SDK for Go - Platform For AI - Alibaba Cloud Documentation Center

Official Elastic Algorithm Service (EAS) SDKs are provided to call services deployed based on their models. EAS SDKs reduce the amount of time required for defining the call logic and improve call stability. This topic describes EAS SDK for Go. Demos are provided to show how to use EAS SDK for Go to call services. In these demos, inputs and outputs are of commonly used types.

Background information

You do not need to install EAS SDK for Go in advance. The SDK is automatically downloaded from GitHub by the package manager of the GO language during code compilation. To customize specific parts of the call logic, you can download EAS SDK for Go and modify the code. To download the SDK, visit eas-golang-sdk.

Methods

Class	Method	Description
PredictClient	`NewPredictClient(endpoint string, serviceName string) *PredictClient`	Description: Creates a client object of the PredictClient class. Parameters: endpoint: required. The endpoint of the server. To call a service in regular mode, set this parameter to the endpoint of the default gateway. serviceName: required. The name of the service to be called. Return value: the created client object.
	`SetEndpoint(endpointName string)`	Description: Specifies the endpoint of the server. Parameter: endpointName: the endpoint of the server. To call a service in regular mode, set this parameter to the endpoint of the default gateway.
	`SetServiceName(serviceName string)`	Description: Specifies the name of the service. Parameter: serviceName: the name of the service.

#### [Exercise data]
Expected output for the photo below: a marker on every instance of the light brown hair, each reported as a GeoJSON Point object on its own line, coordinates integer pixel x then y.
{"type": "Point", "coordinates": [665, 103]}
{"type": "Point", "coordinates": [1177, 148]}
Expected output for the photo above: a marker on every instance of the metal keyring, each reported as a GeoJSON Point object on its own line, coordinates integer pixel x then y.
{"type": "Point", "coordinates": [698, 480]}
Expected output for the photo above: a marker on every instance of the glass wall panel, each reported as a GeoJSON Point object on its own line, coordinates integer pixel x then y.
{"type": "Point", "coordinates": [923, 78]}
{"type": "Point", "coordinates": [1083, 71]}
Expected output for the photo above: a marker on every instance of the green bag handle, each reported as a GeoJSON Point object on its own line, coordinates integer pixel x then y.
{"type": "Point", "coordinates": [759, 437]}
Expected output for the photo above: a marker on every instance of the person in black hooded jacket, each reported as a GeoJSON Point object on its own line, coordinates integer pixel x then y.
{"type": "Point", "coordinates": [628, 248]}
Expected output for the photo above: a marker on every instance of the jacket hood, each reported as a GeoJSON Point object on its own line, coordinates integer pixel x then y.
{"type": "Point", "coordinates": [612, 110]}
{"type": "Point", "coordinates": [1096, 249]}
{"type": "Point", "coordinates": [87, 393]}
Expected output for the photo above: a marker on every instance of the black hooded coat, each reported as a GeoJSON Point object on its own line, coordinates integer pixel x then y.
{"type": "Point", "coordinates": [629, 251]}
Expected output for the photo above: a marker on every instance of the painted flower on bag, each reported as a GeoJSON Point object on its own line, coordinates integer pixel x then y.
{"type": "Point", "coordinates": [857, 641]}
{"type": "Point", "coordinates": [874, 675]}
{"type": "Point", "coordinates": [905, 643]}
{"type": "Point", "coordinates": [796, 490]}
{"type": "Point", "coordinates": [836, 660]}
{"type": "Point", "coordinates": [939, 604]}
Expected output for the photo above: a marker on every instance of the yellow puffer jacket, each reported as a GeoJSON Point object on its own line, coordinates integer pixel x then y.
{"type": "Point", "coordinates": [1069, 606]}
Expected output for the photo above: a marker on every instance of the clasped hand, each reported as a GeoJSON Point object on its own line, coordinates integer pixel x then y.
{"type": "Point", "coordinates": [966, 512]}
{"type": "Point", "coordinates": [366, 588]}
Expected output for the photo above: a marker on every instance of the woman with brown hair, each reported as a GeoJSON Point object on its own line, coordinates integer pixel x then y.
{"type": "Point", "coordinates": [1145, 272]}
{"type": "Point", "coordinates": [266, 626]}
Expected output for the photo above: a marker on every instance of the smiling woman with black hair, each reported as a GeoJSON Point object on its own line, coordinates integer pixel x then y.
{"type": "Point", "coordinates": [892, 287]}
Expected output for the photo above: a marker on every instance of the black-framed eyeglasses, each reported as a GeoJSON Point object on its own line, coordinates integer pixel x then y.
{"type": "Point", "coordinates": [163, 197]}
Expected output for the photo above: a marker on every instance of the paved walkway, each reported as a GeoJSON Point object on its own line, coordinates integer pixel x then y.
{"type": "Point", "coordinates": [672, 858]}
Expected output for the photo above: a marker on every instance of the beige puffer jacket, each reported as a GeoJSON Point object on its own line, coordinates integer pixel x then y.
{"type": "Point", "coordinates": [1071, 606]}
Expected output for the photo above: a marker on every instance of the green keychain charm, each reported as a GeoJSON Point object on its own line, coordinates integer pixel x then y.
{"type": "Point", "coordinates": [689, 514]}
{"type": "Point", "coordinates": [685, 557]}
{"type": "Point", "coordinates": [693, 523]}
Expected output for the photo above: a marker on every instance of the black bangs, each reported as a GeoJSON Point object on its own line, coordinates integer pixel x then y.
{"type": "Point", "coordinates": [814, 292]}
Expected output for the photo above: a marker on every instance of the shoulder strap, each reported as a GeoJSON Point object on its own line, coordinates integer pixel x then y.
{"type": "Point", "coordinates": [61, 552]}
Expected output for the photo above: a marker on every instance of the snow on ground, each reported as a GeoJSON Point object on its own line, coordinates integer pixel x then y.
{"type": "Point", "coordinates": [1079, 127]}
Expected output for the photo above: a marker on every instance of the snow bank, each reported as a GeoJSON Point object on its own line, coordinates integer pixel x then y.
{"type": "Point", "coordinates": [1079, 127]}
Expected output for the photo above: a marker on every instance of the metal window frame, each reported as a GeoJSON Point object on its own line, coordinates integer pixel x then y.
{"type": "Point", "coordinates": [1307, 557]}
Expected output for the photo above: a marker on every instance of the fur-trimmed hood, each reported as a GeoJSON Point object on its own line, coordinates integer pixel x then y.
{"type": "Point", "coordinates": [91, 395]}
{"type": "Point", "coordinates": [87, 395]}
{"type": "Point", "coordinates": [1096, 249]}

#### [Problem A]
Reproduce the Go SDK page in full, word for word.
#### [Problem B]
Restate the stretch of the entries that opens with the line containing "the metal window" and closes with the final line of the entries, replacing "fur-trimmed hood" with "fleece-lined hood" and keeping everything else unchanged. Give only that stretch.
The entries have no connection to the Go SDK page.

#### [Task answer A]
SDK for Go - Platform For AI - Alibaba Cloud Documentation Center

Official Elastic Algorithm Service (EAS) SDKs are provided to call services deployed based on their models. EAS SDKs reduce the amount of time required for defining the call logic and improve call stability. This topic describes EAS SDK for Go. Demos are provided to show how to use EAS SDK for Go to call services. In these demos, inputs and outputs are of commonly used types.

Background information

You do not need to install EAS SDK for Go in advance. The SDK is automatically downloaded from GitHub by the package manager of the GO language during code compilation. To customize specific parts of the call logic, you can download EAS SDK for Go and modify the code. To download the SDK, visit eas-golang-sdk.

Methods

Class	Method	Description
PredictClient	`NewPredictClient(endpoint string, serviceName string) *PredictClient`	Description: Creates a client object of the PredictClient class. Parameters: endpoint: required. The endpoint of the server. To call a service in regular mode, set this parameter to the endpoint of the default gateway. serviceName: required. The name of the service to be called. Return value: the created client object.
	`SetEndpoint(endpointName string)`	Description: Specifies the endpoint of the server. Parameter: endpointName: the endpoint of the server. To call a service in regular mode, set this parameter to the endpoint of the default gateway.
	`SetServiceName(serviceName string)`	Description: Specifies the name of the service. Parameter: serviceName: the name of the service.

#### [Task answer B]
Expected output for the photo above: a marker on every instance of the metal window frame, each reported as a GeoJSON Point object on its own line, coordinates integer pixel x then y.
{"type": "Point", "coordinates": [1307, 557]}
Expected output for the photo above: a marker on every instance of the fleece-lined hood, each reported as a GeoJSON Point object on its own line, coordinates integer pixel x then y.
{"type": "Point", "coordinates": [91, 395]}
{"type": "Point", "coordinates": [87, 395]}
{"type": "Point", "coordinates": [1096, 249]}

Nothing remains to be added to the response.